-- begin Text --
SSA shows off agility in responding to citizen needs

The Social Security Administration followed a familiar roadmap to let citizens find and print their 1099 forms. SSA is using an agile software approach that was...

The Social Security Administration is slowly breaking down its reputation as being stuck in the old world of customer service of snail mail and plain-old telephones.

The MySSA portal is quickly becoming the entry point for modernizing applications for the Web.

The electronic 1099 is the latest example of SSA responding to citizen and business needs using an agile approach.

“The new My1099 application, which is behind MySSA, allows customers to immediately view online their statement. They can view, print, save a copy, or request a mailed copy of their 1099. That’s the great new thing about our application,” said Pamela Pittman, the SSA division director for programmatic applications, in an interview with Federal News Radio. “It was a logical move. We want to meet our customers changing needs. A lot of our customers are moving to our online services and they are getting used to our MySSA portal, where they can go get their statement, a copy of their benefit verification notice and other features that we have there. It was just in time for this tax season to move this application behind the portal.”
-- end Text --
-- begin Given information --
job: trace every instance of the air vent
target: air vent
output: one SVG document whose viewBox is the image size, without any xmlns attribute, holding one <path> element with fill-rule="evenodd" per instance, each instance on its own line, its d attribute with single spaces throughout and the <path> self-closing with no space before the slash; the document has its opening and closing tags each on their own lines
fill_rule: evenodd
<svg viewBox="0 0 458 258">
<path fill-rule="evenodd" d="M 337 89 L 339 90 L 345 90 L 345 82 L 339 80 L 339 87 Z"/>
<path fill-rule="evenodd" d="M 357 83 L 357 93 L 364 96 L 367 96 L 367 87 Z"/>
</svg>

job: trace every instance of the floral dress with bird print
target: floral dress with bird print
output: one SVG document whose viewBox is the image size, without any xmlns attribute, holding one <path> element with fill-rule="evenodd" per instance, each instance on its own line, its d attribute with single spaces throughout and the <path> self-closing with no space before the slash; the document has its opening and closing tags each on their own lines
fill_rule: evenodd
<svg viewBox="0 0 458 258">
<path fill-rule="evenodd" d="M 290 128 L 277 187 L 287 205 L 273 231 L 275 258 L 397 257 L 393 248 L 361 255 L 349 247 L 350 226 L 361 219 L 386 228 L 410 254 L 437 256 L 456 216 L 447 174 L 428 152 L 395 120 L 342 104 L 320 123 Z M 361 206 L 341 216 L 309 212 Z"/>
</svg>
-- end Given information --
In the SSA article, starting with "The Social Security Administration is" and going on through "an agile approach.", give the passage again but replace "snail mail" with "paper mail".

* Solution to the exercise:
The Social Security Administration is slowly breaking down its reputation as being stuck in the old world of customer service of paper mail and plain-old telephones.

The MySSA portal is quickly becoming the entry point for modernizing applications for the Web.

The electronic 1099 is the latest example of SSA responding to citizen and business needs using an agile approach.